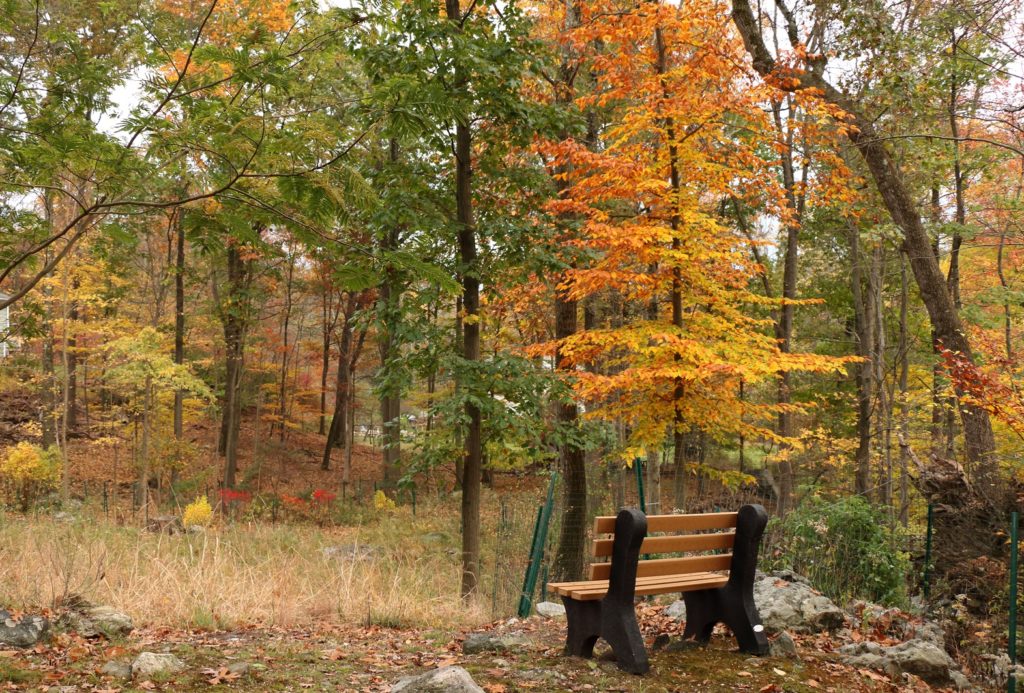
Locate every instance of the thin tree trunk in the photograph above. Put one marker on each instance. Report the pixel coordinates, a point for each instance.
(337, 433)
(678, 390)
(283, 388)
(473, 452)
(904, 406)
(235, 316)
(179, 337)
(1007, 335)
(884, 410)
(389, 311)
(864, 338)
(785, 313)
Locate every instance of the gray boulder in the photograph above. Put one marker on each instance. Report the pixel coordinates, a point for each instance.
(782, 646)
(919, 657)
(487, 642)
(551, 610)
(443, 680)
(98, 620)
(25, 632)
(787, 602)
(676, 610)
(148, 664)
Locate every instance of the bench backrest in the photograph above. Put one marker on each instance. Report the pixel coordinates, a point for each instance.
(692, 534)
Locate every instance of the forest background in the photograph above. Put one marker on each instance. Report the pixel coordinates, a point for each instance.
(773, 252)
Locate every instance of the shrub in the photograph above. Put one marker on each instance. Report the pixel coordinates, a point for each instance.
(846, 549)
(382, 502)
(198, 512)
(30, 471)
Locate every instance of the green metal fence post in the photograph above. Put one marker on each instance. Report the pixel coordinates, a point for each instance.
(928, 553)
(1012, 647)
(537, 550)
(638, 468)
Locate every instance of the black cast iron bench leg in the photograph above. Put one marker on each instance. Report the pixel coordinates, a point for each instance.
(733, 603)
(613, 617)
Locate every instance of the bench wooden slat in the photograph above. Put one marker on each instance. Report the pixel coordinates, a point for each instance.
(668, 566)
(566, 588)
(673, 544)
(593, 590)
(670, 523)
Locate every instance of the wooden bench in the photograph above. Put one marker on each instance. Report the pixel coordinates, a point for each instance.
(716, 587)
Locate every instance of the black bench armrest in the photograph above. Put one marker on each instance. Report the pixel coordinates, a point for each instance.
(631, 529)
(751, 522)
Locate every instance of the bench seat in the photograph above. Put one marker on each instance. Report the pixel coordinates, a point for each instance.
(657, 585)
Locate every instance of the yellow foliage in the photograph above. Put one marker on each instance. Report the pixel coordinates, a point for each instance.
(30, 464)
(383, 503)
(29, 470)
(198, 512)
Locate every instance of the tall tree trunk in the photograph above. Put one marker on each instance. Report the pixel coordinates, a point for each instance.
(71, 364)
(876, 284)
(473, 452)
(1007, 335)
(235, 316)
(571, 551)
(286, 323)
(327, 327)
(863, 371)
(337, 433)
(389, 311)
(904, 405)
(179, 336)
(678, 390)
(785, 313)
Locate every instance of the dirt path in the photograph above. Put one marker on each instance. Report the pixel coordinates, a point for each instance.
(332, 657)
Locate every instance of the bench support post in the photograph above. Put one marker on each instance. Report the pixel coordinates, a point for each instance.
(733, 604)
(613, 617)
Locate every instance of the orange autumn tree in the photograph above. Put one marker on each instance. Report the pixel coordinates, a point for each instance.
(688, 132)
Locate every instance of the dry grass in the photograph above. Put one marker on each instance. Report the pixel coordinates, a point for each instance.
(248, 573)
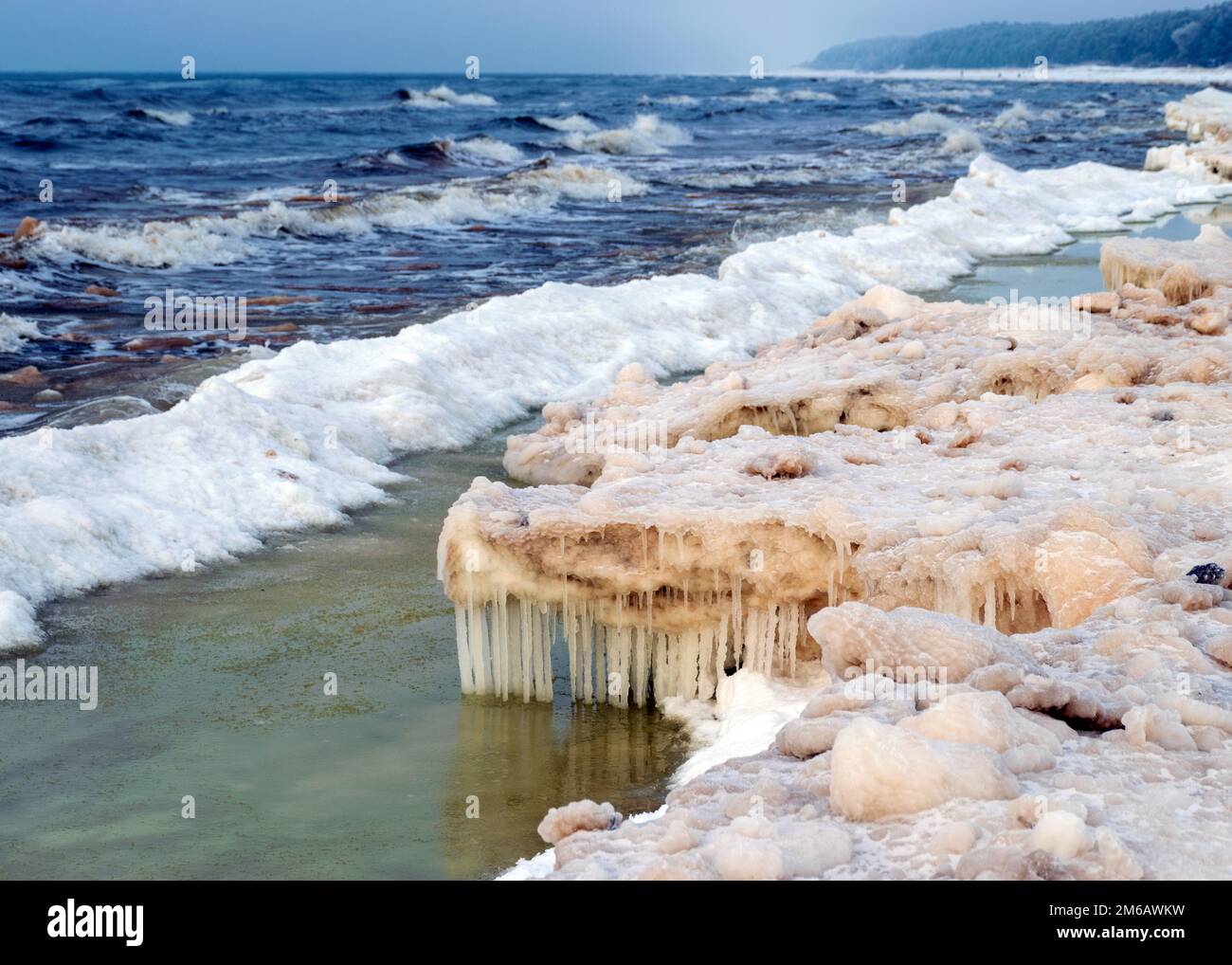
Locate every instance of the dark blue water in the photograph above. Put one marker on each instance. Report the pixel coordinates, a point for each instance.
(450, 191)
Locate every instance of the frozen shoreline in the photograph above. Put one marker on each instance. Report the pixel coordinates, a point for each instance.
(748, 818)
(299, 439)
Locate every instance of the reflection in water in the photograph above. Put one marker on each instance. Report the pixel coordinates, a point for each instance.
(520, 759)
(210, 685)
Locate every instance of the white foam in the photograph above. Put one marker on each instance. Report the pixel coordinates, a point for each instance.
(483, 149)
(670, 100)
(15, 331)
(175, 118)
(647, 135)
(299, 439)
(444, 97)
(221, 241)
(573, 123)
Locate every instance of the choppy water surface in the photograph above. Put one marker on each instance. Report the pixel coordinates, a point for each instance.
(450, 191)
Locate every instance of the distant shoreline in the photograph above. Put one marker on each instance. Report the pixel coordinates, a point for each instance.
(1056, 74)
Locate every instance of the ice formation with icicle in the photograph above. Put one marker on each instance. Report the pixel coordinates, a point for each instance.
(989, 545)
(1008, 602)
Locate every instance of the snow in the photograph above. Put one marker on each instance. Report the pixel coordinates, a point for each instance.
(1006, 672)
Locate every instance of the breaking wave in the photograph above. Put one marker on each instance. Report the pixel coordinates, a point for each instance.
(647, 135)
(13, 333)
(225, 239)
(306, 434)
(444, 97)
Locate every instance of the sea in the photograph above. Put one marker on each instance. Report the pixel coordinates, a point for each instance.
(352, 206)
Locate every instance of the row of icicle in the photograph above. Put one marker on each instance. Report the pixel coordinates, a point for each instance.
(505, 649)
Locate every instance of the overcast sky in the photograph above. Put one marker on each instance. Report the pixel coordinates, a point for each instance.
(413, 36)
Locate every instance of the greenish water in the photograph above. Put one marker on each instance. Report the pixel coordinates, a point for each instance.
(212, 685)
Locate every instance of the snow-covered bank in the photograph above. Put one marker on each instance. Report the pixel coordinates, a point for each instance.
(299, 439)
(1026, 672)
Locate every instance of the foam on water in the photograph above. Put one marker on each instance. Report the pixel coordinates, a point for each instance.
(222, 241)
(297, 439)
··········
Every line from the one containing "Locate every instance of the sea" to the end of the material above must be written out exactly. Nothing else is wanted.

### ANSWER TO THIS EXERCISE
Locate every instance of the sea in the photograph above. Put one marker on each instance. Report the pixel coordinates, a point for each instance.
(352, 206)
Locate every instance of the row of icicle in the photograph above. Put one marker on each instance. Report the pixel coordinates, a point for each instance.
(505, 649)
Locate every instance of the overcast sky in the photograph above. Put one marker on each instance. Report the pixel coordinates, a point for each instance.
(413, 36)
Locate every instance of the greenish water in the photograph above. Put one marker on each instance. Report the pixel coordinates, a point for each instance.
(212, 685)
Locate every instance of the snow-covered bank in the photograph above. Put one marker on each instance. Report the pixel coordinates, a point for each instance.
(299, 439)
(1026, 672)
Locate every instance of the foam on water in the photograph above. Put one marker on each instance. Report the pixel coordinates, a point for each instance.
(222, 241)
(297, 439)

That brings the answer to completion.